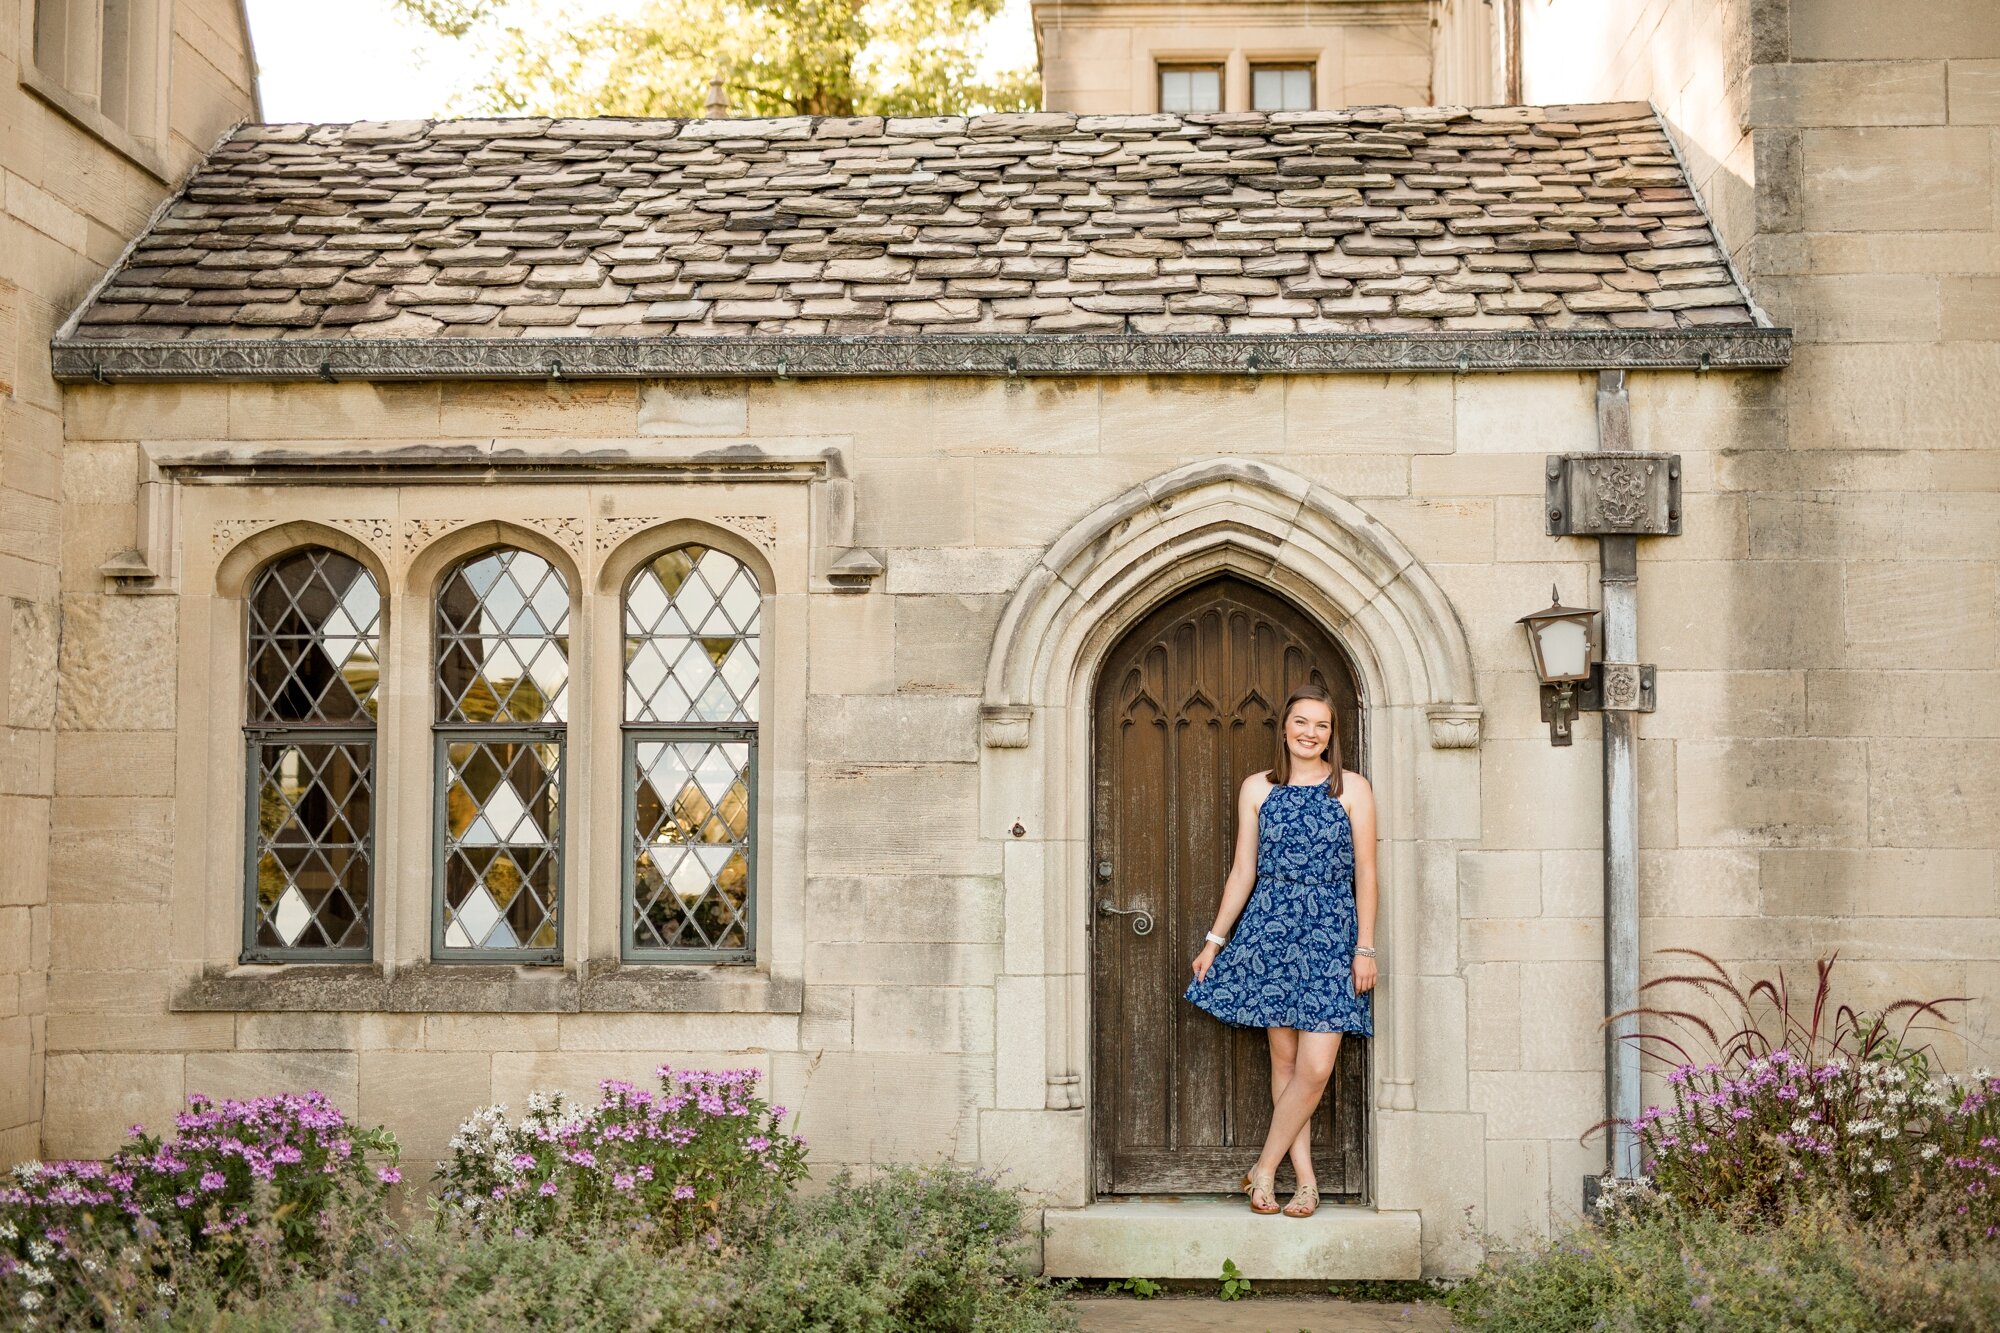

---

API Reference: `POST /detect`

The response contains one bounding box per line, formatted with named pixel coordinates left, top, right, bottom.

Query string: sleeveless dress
left=1183, top=775, right=1373, bottom=1036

= = = = =

Activity>
Exactly as written, give every entry again, but not the pictures.

Worked solution>
---

API Reference: `POST /detect`

The response contains one bounding box per line, formatted with named pixel coordinates left, top, right, bottom.

Query string: sleeveless dress
left=1183, top=775, right=1373, bottom=1036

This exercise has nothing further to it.